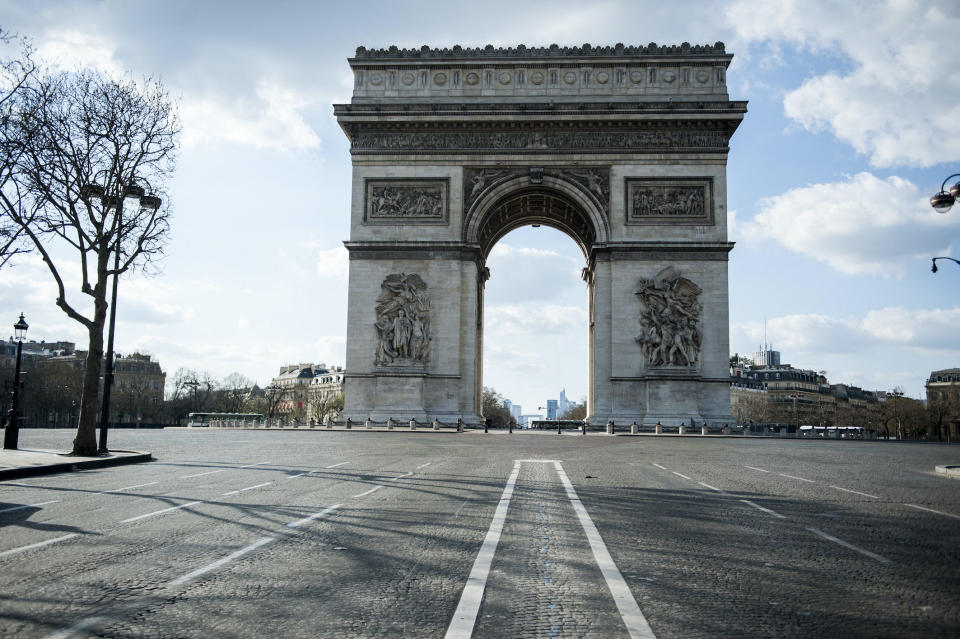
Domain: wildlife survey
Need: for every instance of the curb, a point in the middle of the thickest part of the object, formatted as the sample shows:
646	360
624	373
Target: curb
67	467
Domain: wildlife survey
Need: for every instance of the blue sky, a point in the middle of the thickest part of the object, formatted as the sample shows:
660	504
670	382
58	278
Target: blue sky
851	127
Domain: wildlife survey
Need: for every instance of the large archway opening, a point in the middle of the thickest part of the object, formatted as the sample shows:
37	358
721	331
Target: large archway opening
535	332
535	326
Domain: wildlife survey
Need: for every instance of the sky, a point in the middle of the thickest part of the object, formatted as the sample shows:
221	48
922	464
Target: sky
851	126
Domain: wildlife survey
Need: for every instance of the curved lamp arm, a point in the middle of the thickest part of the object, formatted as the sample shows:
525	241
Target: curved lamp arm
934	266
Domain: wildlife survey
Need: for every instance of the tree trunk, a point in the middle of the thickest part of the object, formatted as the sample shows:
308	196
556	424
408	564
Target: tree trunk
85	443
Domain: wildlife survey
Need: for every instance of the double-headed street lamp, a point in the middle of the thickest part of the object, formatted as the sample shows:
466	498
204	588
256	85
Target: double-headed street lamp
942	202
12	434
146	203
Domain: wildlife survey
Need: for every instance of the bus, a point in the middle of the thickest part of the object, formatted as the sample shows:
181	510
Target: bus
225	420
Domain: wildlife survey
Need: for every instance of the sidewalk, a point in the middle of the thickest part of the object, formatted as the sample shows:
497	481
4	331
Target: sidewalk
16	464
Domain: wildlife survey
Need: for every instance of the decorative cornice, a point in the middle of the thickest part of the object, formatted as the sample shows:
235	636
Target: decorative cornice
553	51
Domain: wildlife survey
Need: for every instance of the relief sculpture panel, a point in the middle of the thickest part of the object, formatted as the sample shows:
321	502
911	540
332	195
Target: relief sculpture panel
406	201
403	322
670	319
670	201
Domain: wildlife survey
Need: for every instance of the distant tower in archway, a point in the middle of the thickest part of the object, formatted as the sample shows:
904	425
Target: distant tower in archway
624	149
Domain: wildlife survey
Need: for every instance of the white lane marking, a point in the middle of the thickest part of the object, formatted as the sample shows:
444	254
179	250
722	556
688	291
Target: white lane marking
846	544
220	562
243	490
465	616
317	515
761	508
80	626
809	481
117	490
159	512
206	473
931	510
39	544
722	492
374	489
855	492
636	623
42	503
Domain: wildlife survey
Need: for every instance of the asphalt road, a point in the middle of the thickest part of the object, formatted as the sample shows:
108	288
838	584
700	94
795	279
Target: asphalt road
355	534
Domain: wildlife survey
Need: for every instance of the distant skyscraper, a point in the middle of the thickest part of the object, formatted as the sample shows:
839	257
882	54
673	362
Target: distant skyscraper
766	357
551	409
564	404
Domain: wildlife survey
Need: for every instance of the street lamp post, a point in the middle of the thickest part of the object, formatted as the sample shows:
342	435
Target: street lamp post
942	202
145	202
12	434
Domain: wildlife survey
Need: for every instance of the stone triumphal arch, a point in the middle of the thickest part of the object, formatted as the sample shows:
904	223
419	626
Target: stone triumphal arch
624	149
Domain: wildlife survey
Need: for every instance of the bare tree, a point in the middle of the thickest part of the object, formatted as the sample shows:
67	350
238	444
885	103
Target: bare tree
-------------------------
TASK TO COMPLETE: Would you please set down the listing above exactly, minus its images?

RESULT BELOW:
Domain: wildlife survey
Need: for every instance of the curb, a point in the middle of the thickest part of the object, formatted as the sample shows:
646	360
624	373
Target: curb
67	467
Domain: wildlife survey
Need: for every instance of the blue sky, a point in the middle of the thickest part of the object, formatted as the sample shows:
660	504
670	382
58	278
Target: blue sky
851	127
Domain: wildlife survey
Need: for every instance of the large archway opening, a point in the middle of the thickest part of the object, formatted as the sample shows:
37	358
721	331
Target: large archway opening
535	332
535	326
Domain: wildlife survey
Need: for every instance of the sky, a point in the middle of the thickest part of the object, formatted as the sample shows:
221	48
922	464
Target: sky
851	126
Domain: wildlife survey
Need: for every instance of the curved lamp arm, a point in the middle of the thickest part of the object, formatted as the sample shows:
525	241
Target: curved lamp arm
934	266
Domain: wildlife survey
Need: for every instance of the tree trunk, a point in the middle of the thickest part of the object, formatted as the sample shows:
308	196
556	424
408	564
Target: tree trunk
85	443
Domain: wildlife survey
Need: for every instance of the double-headed street lamp, a point in the middle of the thickest part of the object, formatted as the sample shows:
466	498
204	588
256	85
Target: double-headed street lamp
942	202
12	434
146	203
Domain: wildlife survey
Need: for every instance of the bus, a point in the middle of the thickest part of the object, formatted as the sample shows:
181	510
Target: bus
225	420
Domain: wildlife survey
Need: for every instance of the sidewalk, a point in the middle of the thickest part of the object, formatted as the sample shows:
497	481
4	331
Target: sidewalk
16	464
Domain: wildlife survey
Need: for every instance of the decorative cornice, a point in the middle of the thickest part of the object, formatted as the sample shows:
235	636
Target: decorative cornice
553	51
Domain: wildlife survey
Need: for every instance of the relief sculpture panel, a point in the middle of the thickest part of the object, formatted as the sample shows:
321	502
911	540
332	195
Target: relief sculpture panel
406	201
403	322
670	319
670	201
Domain: wildlife survey
Need: for every instance of the distant tower in archway, a point in the middle of the thickest part of the object, formatted as the sample shows:
904	425
Target: distant tower in archway
624	149
Domain: wildlife survey
Need: for every instance of the white lane marking, a point in the middle of the thickest part of the object, formatted as the sample shows:
444	254
179	250
722	556
688	291
Target: white lane marking
846	544
220	562
243	490
465	616
317	515
761	508
80	626
809	481
117	490
159	512
206	473
931	510
39	544
722	492
374	489
855	492
636	623
42	503
Domain: wildlife survey
Need: for every instance of the asphalt road, a point in the middle of the thickest part of the object, formatted as the sample shows:
108	288
838	584
700	94
795	279
Target: asphalt road
355	534
Domain: wildlife survey
Need: for every instance of the distant skyscraper, a point in the middle of the thickest part of the object, formatted as the sample shows:
839	257
882	54
673	362
Target: distant skyscraper
766	357
551	409
564	404
Domain: wildlife survey
Need: for every instance of the street lamp post, a point in the middle of the thickest part of the object, formatted as the sample shows:
342	435
Target: street lamp post
942	202
145	202
12	434
Domain: wildlife survey
Need: for every instance of the stone triumphal arch, a point in the middle of the thickest part of the object, formatted as the sample shows:
904	223
419	626
Target: stone triumphal arch
624	149
Domain: wildlife survey
Need: for every instance of the bare tree, a point in the middle of the thickest part of the object, formatted as the sample shows:
67	350
238	444
885	103
Target: bare tree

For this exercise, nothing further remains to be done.